▸ Data supplied
------------------------------------------------

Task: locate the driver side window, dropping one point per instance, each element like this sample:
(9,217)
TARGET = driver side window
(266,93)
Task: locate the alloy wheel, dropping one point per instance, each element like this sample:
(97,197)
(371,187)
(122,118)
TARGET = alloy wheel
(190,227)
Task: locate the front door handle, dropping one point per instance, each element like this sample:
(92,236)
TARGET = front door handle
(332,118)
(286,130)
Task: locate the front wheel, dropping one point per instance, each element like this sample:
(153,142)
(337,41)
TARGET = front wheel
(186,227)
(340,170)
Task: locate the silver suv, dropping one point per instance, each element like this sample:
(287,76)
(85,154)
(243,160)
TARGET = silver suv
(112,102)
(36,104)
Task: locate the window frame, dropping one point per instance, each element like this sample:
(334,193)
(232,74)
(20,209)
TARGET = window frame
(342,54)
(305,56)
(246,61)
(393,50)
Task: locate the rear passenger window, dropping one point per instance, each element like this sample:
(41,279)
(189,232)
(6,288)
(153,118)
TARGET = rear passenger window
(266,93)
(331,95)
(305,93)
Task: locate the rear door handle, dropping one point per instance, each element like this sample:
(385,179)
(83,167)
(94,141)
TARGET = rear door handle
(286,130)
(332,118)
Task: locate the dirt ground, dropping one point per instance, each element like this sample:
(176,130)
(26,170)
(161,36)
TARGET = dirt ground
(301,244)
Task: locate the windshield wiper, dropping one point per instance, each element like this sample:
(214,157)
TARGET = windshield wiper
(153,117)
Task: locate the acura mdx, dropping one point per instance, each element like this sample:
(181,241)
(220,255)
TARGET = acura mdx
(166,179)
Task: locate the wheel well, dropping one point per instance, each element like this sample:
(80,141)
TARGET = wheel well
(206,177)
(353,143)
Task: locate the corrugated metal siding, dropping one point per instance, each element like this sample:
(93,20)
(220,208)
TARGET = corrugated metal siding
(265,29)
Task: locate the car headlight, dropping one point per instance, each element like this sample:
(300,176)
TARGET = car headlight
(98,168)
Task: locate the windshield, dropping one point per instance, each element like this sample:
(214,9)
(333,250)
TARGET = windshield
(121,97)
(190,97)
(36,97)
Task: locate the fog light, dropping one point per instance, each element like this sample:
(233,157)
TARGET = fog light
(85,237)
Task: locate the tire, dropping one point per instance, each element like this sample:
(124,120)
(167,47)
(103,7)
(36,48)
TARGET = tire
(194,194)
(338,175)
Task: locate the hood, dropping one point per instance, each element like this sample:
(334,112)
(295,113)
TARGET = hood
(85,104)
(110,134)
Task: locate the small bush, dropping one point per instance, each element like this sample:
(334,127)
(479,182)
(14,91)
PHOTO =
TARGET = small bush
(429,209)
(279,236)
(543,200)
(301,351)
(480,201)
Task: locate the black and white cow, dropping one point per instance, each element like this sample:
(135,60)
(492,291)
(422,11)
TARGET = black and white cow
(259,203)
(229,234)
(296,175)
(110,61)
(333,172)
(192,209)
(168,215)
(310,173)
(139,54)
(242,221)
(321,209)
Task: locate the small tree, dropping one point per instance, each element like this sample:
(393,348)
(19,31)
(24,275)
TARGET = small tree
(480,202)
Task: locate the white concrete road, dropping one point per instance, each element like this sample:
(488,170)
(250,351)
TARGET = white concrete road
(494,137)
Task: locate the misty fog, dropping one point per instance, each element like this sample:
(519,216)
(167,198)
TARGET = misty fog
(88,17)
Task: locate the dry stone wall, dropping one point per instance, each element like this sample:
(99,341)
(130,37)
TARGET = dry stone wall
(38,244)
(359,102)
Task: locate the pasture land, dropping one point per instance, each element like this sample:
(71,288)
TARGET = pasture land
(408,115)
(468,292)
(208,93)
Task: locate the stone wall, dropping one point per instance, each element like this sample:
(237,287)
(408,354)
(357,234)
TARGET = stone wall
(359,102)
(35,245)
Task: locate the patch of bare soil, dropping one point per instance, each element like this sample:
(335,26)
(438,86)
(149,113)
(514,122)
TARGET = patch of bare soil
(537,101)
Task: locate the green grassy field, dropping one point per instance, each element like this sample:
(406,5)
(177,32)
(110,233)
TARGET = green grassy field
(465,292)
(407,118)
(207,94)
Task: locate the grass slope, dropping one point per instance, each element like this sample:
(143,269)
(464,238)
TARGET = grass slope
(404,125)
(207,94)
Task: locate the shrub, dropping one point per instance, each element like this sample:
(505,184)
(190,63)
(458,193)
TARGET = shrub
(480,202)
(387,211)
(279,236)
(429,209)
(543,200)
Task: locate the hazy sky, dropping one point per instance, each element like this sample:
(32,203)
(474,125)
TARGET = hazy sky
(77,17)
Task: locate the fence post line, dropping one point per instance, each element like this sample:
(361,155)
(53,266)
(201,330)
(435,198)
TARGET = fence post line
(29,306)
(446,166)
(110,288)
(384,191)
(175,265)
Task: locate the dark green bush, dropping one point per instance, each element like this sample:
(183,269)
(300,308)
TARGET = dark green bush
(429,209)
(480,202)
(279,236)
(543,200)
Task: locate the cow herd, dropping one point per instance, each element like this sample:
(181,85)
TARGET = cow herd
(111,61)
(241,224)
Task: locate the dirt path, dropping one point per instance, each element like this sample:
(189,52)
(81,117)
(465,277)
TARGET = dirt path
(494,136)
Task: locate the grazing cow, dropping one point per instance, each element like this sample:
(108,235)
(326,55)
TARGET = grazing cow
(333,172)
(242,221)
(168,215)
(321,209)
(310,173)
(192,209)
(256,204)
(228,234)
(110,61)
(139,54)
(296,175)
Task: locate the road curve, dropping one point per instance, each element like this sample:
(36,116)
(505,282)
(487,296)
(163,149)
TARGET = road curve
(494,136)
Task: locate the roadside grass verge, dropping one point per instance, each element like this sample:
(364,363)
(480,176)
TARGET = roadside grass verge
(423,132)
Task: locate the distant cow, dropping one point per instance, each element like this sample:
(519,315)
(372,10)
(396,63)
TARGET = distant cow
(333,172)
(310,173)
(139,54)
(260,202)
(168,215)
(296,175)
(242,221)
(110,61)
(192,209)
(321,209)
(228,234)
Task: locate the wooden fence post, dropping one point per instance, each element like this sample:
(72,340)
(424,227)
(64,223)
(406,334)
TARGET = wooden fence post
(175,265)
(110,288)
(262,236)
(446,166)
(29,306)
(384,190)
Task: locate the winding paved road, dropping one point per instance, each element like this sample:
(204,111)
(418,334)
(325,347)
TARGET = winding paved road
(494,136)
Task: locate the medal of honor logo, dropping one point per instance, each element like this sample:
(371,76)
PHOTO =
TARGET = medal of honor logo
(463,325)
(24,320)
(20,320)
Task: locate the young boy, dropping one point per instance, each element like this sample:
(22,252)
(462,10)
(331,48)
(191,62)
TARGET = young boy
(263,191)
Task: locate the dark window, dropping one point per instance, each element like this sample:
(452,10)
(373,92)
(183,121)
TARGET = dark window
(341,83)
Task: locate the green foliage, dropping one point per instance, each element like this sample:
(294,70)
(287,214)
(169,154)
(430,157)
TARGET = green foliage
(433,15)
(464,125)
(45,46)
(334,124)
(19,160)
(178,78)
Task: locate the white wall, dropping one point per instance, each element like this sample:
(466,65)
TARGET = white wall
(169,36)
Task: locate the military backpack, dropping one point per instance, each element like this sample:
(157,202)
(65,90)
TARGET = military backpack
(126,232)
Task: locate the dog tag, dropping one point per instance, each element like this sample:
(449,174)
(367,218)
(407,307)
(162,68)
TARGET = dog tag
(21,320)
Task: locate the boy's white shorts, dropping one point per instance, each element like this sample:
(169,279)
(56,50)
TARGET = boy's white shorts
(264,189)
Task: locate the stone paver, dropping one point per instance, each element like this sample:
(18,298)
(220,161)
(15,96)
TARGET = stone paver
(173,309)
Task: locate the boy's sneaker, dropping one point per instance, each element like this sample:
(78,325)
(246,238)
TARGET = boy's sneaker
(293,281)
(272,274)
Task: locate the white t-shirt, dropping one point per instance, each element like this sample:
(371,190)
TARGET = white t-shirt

------------------------------------------------

▸ Task directions
The lines in the listing that include the word "shirt" are to be counted; give only that number.

▸ Answer box
2